- Extrait du texte
##########
◀︎  Et demain

31 mai 2020

Le temps de la Ville Accueillante

Cyrille Hanappe et Olivier Leclercq

Si pendant la crise du COVID la plupart des citadins n’avaient plus accès à l’espace public, d’autres, par milliers, ont continué à être condamnés à n’avoir d’autres lieux de vie que la rue. Il y a une infinité de raisons d’être sans abri, mais les changements climatiques à l’œuvre font que les réfugiés contemporains ne se sont plus seulement des migrants d’autres continents : les grands incendies, les glissements de terrain et les crues, les mini tornades et les ouragans…tous ces phénomènes désormais métropolitains sont amenés à se multiplier et vont déloger de manière brutale des populations de plus en plus nombreuses qui devront trouver des lieux de vie alternatifs dans des délais brefs et pour des périodes indéterminées[1]. Ces risques imposent de réfléchir à la forme urbaine dans les réponses qu’elle peut être à même d’apporter.

La ville accueillante marque une volonté de faire évoluer les manières de concevoir la ville pour intégrer non seulement les questions de résilience et de développement durable (économique, social et environnemental), mais également celles de soin et d’attention à l’autre[2]. Si la ville accueillante est capable d’intégrer les gens comme ils arrivent quelles qu’en soient les conditions, elle peut également rebondir, s’adapter et se transformer quand elle est soumise à une contrainte ou une catastrophe. La recherche sur la Ville Accueillante[3], a permis d’identifier un certain nombre de scénarios possibles pour aller dans cette voie qui s’adressent aussi bien à ceux qui arrivent dans les villes, qu’à ceux qui l’habitent déjà.
##########
- Données fournies
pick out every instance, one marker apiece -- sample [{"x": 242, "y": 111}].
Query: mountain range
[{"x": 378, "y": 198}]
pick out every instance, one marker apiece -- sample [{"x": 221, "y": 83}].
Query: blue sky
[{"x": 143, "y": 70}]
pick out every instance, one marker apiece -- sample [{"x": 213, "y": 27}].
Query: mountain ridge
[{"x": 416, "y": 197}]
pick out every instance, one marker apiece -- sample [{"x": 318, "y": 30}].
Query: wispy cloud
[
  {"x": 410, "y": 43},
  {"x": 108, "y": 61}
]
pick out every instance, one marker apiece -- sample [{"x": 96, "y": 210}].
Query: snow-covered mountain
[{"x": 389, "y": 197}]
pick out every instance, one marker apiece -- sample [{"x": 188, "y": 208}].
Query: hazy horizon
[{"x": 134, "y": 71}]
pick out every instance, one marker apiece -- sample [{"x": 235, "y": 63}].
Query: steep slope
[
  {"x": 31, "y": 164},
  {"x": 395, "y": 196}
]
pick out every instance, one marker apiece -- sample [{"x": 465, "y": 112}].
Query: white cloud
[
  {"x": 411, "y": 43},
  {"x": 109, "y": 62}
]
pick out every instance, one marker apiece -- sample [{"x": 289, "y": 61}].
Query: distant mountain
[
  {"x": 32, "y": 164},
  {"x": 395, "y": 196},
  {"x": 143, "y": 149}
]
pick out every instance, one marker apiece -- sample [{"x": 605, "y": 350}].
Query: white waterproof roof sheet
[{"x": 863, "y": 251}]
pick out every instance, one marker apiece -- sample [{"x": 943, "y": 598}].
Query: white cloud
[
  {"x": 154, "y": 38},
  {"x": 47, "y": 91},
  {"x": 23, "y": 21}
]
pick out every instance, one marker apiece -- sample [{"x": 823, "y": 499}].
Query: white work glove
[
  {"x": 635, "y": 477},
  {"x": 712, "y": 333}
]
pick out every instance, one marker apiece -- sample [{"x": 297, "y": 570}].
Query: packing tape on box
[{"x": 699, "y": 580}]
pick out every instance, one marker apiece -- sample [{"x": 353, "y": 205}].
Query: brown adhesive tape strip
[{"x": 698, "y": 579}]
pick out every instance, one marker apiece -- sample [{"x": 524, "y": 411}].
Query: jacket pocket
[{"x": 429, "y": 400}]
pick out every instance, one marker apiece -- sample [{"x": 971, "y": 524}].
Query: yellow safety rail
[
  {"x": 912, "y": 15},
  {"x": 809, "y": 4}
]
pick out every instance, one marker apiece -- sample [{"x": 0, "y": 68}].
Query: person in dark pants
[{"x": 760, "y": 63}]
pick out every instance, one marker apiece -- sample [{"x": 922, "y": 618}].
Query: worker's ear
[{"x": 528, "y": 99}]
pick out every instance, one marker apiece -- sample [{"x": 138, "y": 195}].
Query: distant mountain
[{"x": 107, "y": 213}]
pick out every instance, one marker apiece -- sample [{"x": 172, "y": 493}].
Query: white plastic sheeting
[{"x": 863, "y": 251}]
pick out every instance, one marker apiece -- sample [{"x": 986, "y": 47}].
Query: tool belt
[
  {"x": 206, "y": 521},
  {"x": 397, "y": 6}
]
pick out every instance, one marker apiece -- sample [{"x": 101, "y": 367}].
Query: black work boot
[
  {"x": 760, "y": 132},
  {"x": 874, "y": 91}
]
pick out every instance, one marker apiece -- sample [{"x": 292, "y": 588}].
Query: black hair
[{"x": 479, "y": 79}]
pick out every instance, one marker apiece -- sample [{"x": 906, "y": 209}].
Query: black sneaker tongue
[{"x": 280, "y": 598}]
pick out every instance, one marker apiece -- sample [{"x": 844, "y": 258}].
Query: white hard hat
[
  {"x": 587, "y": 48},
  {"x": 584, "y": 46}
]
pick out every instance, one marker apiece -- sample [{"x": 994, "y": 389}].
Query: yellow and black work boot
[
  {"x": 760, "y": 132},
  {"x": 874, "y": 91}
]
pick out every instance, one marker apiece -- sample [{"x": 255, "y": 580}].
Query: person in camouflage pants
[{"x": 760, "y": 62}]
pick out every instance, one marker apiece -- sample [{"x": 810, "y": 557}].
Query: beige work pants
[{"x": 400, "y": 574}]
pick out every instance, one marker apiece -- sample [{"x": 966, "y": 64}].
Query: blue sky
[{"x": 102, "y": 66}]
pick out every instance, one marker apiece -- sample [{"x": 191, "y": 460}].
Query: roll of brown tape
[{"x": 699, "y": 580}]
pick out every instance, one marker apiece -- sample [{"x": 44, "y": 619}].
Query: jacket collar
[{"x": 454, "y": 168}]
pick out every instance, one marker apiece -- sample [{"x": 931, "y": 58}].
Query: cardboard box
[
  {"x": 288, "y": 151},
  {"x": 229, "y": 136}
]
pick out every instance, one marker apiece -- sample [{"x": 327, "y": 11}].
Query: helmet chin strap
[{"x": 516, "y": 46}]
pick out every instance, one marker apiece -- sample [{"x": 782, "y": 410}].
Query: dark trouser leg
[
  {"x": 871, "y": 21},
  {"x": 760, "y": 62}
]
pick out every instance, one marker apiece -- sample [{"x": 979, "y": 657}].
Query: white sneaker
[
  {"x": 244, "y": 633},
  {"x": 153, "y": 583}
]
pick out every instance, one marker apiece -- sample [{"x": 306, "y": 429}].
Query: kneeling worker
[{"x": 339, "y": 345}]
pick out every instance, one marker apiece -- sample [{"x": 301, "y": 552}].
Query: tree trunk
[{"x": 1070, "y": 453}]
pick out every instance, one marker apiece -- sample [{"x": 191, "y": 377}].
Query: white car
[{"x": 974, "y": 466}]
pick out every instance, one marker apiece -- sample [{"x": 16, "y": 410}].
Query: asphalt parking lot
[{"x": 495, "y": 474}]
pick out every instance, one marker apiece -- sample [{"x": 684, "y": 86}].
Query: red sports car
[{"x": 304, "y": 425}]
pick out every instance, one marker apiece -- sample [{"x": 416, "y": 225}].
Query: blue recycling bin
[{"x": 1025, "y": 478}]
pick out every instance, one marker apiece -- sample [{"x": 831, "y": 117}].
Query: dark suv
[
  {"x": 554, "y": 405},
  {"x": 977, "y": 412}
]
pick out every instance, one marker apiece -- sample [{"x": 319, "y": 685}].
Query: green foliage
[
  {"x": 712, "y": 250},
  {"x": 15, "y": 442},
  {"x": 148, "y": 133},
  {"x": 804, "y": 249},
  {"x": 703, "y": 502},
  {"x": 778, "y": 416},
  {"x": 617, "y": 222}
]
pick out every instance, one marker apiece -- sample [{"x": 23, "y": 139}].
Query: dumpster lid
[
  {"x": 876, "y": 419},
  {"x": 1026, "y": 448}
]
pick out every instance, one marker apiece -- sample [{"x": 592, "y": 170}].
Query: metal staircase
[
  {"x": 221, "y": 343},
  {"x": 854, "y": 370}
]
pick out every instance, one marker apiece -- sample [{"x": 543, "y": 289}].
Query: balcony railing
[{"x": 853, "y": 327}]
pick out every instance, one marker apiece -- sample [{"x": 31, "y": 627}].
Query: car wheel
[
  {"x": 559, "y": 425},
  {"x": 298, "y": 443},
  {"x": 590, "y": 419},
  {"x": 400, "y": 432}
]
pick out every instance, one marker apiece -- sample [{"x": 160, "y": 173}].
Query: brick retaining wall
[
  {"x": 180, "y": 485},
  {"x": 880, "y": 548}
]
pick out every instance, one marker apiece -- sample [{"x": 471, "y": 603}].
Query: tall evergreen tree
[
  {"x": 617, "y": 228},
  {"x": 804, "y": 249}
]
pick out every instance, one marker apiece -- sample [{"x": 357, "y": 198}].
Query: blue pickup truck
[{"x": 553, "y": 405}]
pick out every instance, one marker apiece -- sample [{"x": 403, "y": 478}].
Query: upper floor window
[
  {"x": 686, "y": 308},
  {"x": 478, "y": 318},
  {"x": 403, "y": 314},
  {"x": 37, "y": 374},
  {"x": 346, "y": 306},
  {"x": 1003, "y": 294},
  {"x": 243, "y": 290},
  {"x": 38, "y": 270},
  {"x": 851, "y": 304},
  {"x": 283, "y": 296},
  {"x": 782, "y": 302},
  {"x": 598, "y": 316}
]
##########
Recopiez intégralement, sans rien modifier, le texte ci-dessus consacré à la ville accueillante.

◀︎  Et demain

31 mai 2020

Le temps de la Ville Accueillante

Cyrille Hanappe et Olivier Leclercq

Si pendant la crise du COVID la plupart des citadins n’avaient plus accès à l’espace public, d’autres, par milliers, ont continué à être condamnés à n’avoir d’autres lieux de vie que la rue. Il y a une infinité de raisons d’être sans abri, mais les changements climatiques à l’œuvre font que les réfugiés contemporains ne se sont plus seulement des migrants d’autres continents : les grands incendies, les glissements de terrain et les crues, les mini tornades et les ouragans…tous ces phénomènes désormais métropolitains sont amenés à se multiplier et vont déloger de manière brutale des populations de plus en plus nombreuses qui devront trouver des lieux de vie alternatifs dans des délais brefs et pour des périodes indéterminées[1]. Ces risques imposent de réfléchir à la forme urbaine dans les réponses qu’elle peut être à même d’apporter.

La ville accueillante marque une volonté de faire évoluer les manières de concevoir la ville pour intégrer non seulement les questions de résilience et de développement durable (économique, social et environnemental), mais également celles de soin et d’attention à l’autre[2]. Si la ville accueillante est capable d’intégrer les gens comme ils arrivent quelles qu’en soient les conditions, elle peut également rebondir, s’adapter et se transformer quand elle est soumise à une contrainte ou une catastrophe. La recherche sur la Ville Accueillante[3], a permis d’identifier un certain nombre de scénarios possibles pour aller dans cette voie qui s’adressent aussi bien à ceux qui arrivent dans les villes, qu’à ceux qui l’habitent déjà.